Entries >>
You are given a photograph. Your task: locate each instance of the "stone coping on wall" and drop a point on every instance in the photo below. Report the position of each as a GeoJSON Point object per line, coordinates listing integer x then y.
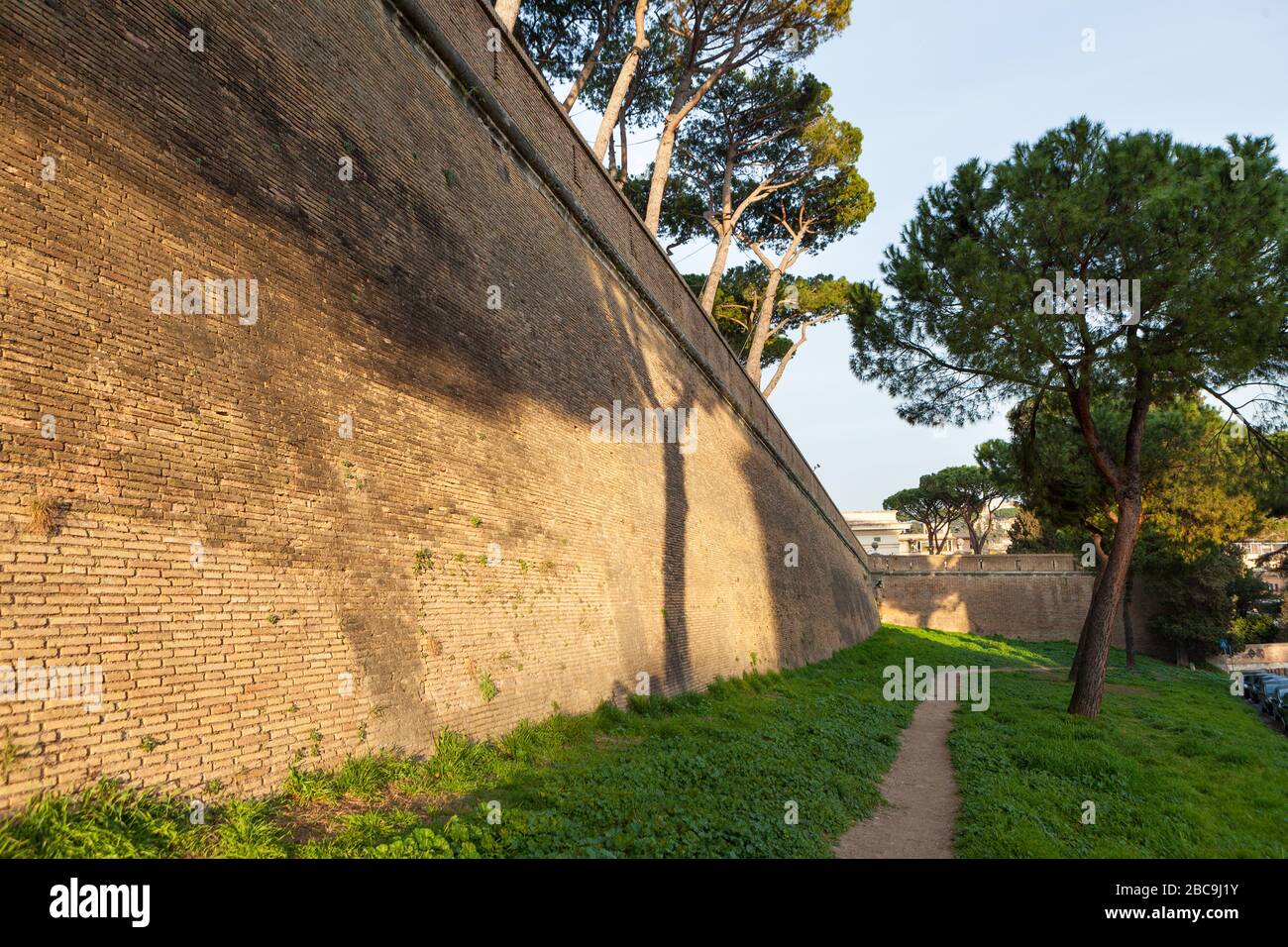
{"type": "Point", "coordinates": [559, 155]}
{"type": "Point", "coordinates": [1003, 564]}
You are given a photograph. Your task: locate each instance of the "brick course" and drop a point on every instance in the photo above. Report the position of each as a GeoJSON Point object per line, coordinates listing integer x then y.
{"type": "Point", "coordinates": [1037, 596]}
{"type": "Point", "coordinates": [304, 630]}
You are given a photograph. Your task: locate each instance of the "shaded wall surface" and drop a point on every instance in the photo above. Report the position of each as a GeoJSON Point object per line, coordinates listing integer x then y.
{"type": "Point", "coordinates": [372, 508]}
{"type": "Point", "coordinates": [1035, 596]}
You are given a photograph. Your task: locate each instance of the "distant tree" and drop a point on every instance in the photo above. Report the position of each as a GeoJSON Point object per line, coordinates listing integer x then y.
{"type": "Point", "coordinates": [829, 202]}
{"type": "Point", "coordinates": [806, 302]}
{"type": "Point", "coordinates": [622, 84]}
{"type": "Point", "coordinates": [567, 38]}
{"type": "Point", "coordinates": [752, 137]}
{"type": "Point", "coordinates": [1197, 484]}
{"type": "Point", "coordinates": [974, 495]}
{"type": "Point", "coordinates": [507, 11]}
{"type": "Point", "coordinates": [927, 505]}
{"type": "Point", "coordinates": [1006, 286]}
{"type": "Point", "coordinates": [716, 38]}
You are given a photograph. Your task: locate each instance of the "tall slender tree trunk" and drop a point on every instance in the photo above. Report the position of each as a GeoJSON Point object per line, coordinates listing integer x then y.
{"type": "Point", "coordinates": [1128, 628]}
{"type": "Point", "coordinates": [661, 171]}
{"type": "Point", "coordinates": [588, 67]}
{"type": "Point", "coordinates": [717, 266]}
{"type": "Point", "coordinates": [1102, 558]}
{"type": "Point", "coordinates": [764, 318]}
{"type": "Point", "coordinates": [1094, 652]}
{"type": "Point", "coordinates": [623, 81]}
{"type": "Point", "coordinates": [507, 12]}
{"type": "Point", "coordinates": [621, 132]}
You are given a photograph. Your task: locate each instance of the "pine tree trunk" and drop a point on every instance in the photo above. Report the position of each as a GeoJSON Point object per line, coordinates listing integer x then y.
{"type": "Point", "coordinates": [1094, 657]}
{"type": "Point", "coordinates": [507, 12]}
{"type": "Point", "coordinates": [661, 171]}
{"type": "Point", "coordinates": [760, 334]}
{"type": "Point", "coordinates": [588, 67]}
{"type": "Point", "coordinates": [623, 81]}
{"type": "Point", "coordinates": [1128, 629]}
{"type": "Point", "coordinates": [717, 266]}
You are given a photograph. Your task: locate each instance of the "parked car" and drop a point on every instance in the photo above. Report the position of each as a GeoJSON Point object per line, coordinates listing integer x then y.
{"type": "Point", "coordinates": [1276, 694]}
{"type": "Point", "coordinates": [1261, 684]}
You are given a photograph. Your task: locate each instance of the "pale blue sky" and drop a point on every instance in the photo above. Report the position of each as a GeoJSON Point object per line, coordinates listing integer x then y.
{"type": "Point", "coordinates": [970, 77]}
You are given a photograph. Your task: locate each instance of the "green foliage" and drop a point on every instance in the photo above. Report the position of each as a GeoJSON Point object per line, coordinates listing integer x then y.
{"type": "Point", "coordinates": [1194, 603]}
{"type": "Point", "coordinates": [1177, 768]}
{"type": "Point", "coordinates": [814, 299]}
{"type": "Point", "coordinates": [965, 493]}
{"type": "Point", "coordinates": [1252, 629]}
{"type": "Point", "coordinates": [960, 333]}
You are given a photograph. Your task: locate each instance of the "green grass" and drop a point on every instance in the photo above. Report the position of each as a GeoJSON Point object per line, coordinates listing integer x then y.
{"type": "Point", "coordinates": [1179, 770]}
{"type": "Point", "coordinates": [1175, 766]}
{"type": "Point", "coordinates": [703, 775]}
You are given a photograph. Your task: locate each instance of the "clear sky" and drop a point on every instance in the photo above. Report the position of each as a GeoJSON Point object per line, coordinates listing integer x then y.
{"type": "Point", "coordinates": [961, 78]}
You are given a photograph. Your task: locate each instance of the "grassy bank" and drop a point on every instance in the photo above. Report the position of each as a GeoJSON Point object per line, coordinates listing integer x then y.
{"type": "Point", "coordinates": [1175, 766]}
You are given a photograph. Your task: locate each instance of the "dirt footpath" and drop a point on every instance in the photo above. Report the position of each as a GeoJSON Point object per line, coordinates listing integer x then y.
{"type": "Point", "coordinates": [921, 792]}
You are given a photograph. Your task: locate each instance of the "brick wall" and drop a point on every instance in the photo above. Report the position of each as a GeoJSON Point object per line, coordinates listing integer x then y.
{"type": "Point", "coordinates": [1035, 596]}
{"type": "Point", "coordinates": [257, 585]}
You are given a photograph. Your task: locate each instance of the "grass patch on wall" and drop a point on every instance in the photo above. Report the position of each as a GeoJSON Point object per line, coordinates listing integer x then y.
{"type": "Point", "coordinates": [1175, 766]}
{"type": "Point", "coordinates": [699, 775]}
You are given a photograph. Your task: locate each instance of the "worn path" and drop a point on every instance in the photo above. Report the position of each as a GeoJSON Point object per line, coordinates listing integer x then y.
{"type": "Point", "coordinates": [921, 792]}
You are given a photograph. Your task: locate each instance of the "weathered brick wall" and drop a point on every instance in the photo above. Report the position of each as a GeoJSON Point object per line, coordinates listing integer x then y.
{"type": "Point", "coordinates": [301, 626]}
{"type": "Point", "coordinates": [1035, 596]}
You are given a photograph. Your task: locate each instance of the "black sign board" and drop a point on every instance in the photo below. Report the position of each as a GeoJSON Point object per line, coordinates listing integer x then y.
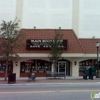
{"type": "Point", "coordinates": [43, 43]}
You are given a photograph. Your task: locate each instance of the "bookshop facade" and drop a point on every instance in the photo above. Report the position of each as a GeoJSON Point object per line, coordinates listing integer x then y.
{"type": "Point", "coordinates": [34, 56]}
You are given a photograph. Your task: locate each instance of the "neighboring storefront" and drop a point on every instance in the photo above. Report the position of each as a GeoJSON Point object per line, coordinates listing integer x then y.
{"type": "Point", "coordinates": [78, 53]}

Short task >> Pictures stay out; reproduce every line of the records exactly.

Answer in full >>
You are given a photograph. Your task: locate each instance of the "stone coping on wall" and drop a point on every instance in the photo below. Report the position of each as a GeoJSON Point object per line, coordinates listing integer x then y.
{"type": "Point", "coordinates": [559, 155]}
{"type": "Point", "coordinates": [1003, 564]}
You are given a photograph. Your task: locate each instance of the "brick course" and drop a point on every instance in the photo above. Report the position of each as a GeoJSON Point object per line, coordinates listing integer x then y.
{"type": "Point", "coordinates": [1037, 596]}
{"type": "Point", "coordinates": [304, 630]}
You are given a photograph. Your task: locate each instance of the "shaded wall surface" and drop a point on every instance in the photo above. Report the position of each as a GeoJSON Point object per line, coordinates listing integer x then y.
{"type": "Point", "coordinates": [372, 508]}
{"type": "Point", "coordinates": [1035, 596]}
You are given a photograph. Your task: locate each instance of the "distant tree" and drop a point on every instance in the photo above. Report the position of each as a GeoJSON Point object per line, coordinates listing integer x then y.
{"type": "Point", "coordinates": [829, 202]}
{"type": "Point", "coordinates": [806, 302]}
{"type": "Point", "coordinates": [622, 84]}
{"type": "Point", "coordinates": [567, 38]}
{"type": "Point", "coordinates": [752, 137]}
{"type": "Point", "coordinates": [1197, 484]}
{"type": "Point", "coordinates": [974, 495]}
{"type": "Point", "coordinates": [507, 11]}
{"type": "Point", "coordinates": [927, 505]}
{"type": "Point", "coordinates": [1006, 286]}
{"type": "Point", "coordinates": [716, 38]}
You are given a photograph. Your task: locate each instance of the "tall slender tree trunk" and drop a point on every instance in the photo above. Report the position of each as a GeoJSON Point object per line, coordinates listing integer x then y.
{"type": "Point", "coordinates": [1128, 628]}
{"type": "Point", "coordinates": [661, 171]}
{"type": "Point", "coordinates": [588, 67]}
{"type": "Point", "coordinates": [717, 266]}
{"type": "Point", "coordinates": [1102, 558]}
{"type": "Point", "coordinates": [764, 318]}
{"type": "Point", "coordinates": [1094, 652]}
{"type": "Point", "coordinates": [623, 81]}
{"type": "Point", "coordinates": [507, 12]}
{"type": "Point", "coordinates": [621, 132]}
You are given a photograph. Your task: locate each instance of the "pine tree trunk" and drop a point on every instance in the photo above. Report the position of each as a GeoJSON Point object per line, coordinates listing integer x then y.
{"type": "Point", "coordinates": [1094, 657]}
{"type": "Point", "coordinates": [507, 12]}
{"type": "Point", "coordinates": [661, 171]}
{"type": "Point", "coordinates": [760, 334]}
{"type": "Point", "coordinates": [588, 67]}
{"type": "Point", "coordinates": [623, 81]}
{"type": "Point", "coordinates": [1128, 629]}
{"type": "Point", "coordinates": [717, 266]}
You are given a photograph. Your task: locate each instance of the "parked car" and drop a point on every instance in the photo above. Report the position of each as a GeoJSON Point object per line, coordinates listing integer x then y.
{"type": "Point", "coordinates": [1276, 694]}
{"type": "Point", "coordinates": [1261, 684]}
You are given a photograph. Your task: locate each instance of the "pale blue sky" and drop a point on every instance in the photo above. Report the position of each as a GeoJSON Point object per line, coordinates listing integer x then y.
{"type": "Point", "coordinates": [970, 77]}
You are given a photograph. Your task: locate each instance of the "green foliage" and drop a point on every instance in the photo above. Report the position of each as a GeoJSON Point object per line, coordinates listing integer x then y.
{"type": "Point", "coordinates": [1194, 603]}
{"type": "Point", "coordinates": [1177, 768]}
{"type": "Point", "coordinates": [814, 299]}
{"type": "Point", "coordinates": [965, 493]}
{"type": "Point", "coordinates": [1252, 629]}
{"type": "Point", "coordinates": [960, 333]}
You are given a photograph. Your task: locate each instance of the "green grass" and drop a point on every instance in the photo above. Report the position of each as a GeoJSON Point object per line, coordinates listing integer x then y.
{"type": "Point", "coordinates": [1179, 770]}
{"type": "Point", "coordinates": [1175, 766]}
{"type": "Point", "coordinates": [703, 775]}
You are given a photograph. Your task: locate each instance of the "clear sky" and drop a point on every instance in the photo above. Report the position of each as a GeoJSON Point object per line, coordinates listing integer x then y.
{"type": "Point", "coordinates": [961, 78]}
You are given a photograph. Your task: locate each instance of the "grassy bank" and drop a point on every instance in the photo above. Report the position of each as a GeoJSON Point object per line, coordinates listing integer x then y.
{"type": "Point", "coordinates": [1175, 766]}
You are given a photograph. Your task: locate each instance of the "dirt footpath" and drop a point on every instance in the photo above. Report the position of each as a GeoJSON Point object per line, coordinates listing integer x then y.
{"type": "Point", "coordinates": [921, 792]}
You are given a photograph. Your task: locate each instance of the "brick wall" and drop a point on every instance in the photo above. Report the position of each as a GeoJSON Point object per line, coordinates listing integer x then y.
{"type": "Point", "coordinates": [1035, 596]}
{"type": "Point", "coordinates": [257, 585]}
You are given a photograph. Your task: locate each instance of the "grass patch on wall" and drop a point on every instance in the photo above. Report the position of each as a GeoJSON Point object per line, coordinates listing integer x then y.
{"type": "Point", "coordinates": [1175, 766]}
{"type": "Point", "coordinates": [699, 775]}
You are given a photograph. Your task: locate each instance of the "worn path" and drop a point on every instance in the photo above. Report the position of each as a GeoJSON Point object per line, coordinates listing integer x then y.
{"type": "Point", "coordinates": [921, 792]}
You are given a photograph. Your task: locate each instance of the "weathered brick wall" and drop a point on every instance in the photo above. Report the position of each as a GeoJSON Point object per line, coordinates listing integer x then y.
{"type": "Point", "coordinates": [301, 626]}
{"type": "Point", "coordinates": [1035, 596]}
You are given a photograph. Your task: locate each instance of the "black sign board" and drop a point on every instance in the photo below. Report the position of each as a GeoJSON Point object per line, coordinates listing integer x then y.
{"type": "Point", "coordinates": [43, 43]}
You are given a photograph. Your task: locate each instance of the "bookshop facade" and drop a point on every instance in the photo above. Report the position of each as a GeoJSON Point object per line, coordinates listing integer x then y.
{"type": "Point", "coordinates": [34, 56]}
You are given a photograph. Your task: locate each instance of the "neighboring storefront" and drop a point on every instance in the photo above. Report the position of each as a GeoJSON Point object per line, coordinates listing integer x then y.
{"type": "Point", "coordinates": [78, 53]}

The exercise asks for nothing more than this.